START Input for this task

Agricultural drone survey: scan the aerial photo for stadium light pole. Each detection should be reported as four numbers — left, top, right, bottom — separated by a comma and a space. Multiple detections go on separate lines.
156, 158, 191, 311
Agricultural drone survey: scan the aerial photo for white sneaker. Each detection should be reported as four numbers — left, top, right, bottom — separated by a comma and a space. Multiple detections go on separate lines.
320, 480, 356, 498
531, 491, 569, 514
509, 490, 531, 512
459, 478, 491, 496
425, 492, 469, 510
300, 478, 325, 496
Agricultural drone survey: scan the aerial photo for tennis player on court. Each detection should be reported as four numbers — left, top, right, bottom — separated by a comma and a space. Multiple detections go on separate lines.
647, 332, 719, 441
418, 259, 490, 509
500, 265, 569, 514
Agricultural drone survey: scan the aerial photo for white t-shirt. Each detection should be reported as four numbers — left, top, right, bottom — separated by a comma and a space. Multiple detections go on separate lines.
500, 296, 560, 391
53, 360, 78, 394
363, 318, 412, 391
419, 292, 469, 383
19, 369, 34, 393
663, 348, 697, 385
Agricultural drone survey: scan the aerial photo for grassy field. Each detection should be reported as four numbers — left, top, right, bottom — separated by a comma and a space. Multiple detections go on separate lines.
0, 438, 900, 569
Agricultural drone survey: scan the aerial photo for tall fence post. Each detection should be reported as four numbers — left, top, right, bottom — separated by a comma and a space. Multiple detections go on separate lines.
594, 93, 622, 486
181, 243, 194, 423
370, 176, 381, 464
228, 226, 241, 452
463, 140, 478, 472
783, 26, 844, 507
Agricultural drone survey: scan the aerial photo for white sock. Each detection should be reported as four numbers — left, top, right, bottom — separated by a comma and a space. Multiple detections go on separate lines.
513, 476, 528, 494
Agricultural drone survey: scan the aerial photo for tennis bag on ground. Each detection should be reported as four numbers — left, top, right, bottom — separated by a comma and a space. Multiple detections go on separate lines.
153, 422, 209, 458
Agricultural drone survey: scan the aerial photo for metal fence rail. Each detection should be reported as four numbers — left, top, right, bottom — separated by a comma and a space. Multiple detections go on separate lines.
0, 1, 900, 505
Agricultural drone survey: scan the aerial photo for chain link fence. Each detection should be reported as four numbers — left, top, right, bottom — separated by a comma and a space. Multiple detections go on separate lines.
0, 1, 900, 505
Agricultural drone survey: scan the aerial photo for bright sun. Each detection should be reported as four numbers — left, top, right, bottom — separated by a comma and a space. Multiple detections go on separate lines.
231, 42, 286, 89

END Input for this task

> [What to produce]: Reproduce verbatim every line from the one containing "Agricultural drone survey: scan the aerial photo for chain" through the final line of the rows, including both.

> [Solution below]:
Agricultural drone survey: scan the aerial photo for chain link fence. Each detection should be reported as four numbers — left, top, right, bottom — separated by a comma and a space. Multiple detections go on separate lines.
0, 1, 900, 505
Agricultural drone survey: scan the aerial photo for bright sun. Each detection should be reported as four numbers — left, top, right, bottom — separated by a comma and a space. Multiple detections go on separate lines.
231, 42, 286, 89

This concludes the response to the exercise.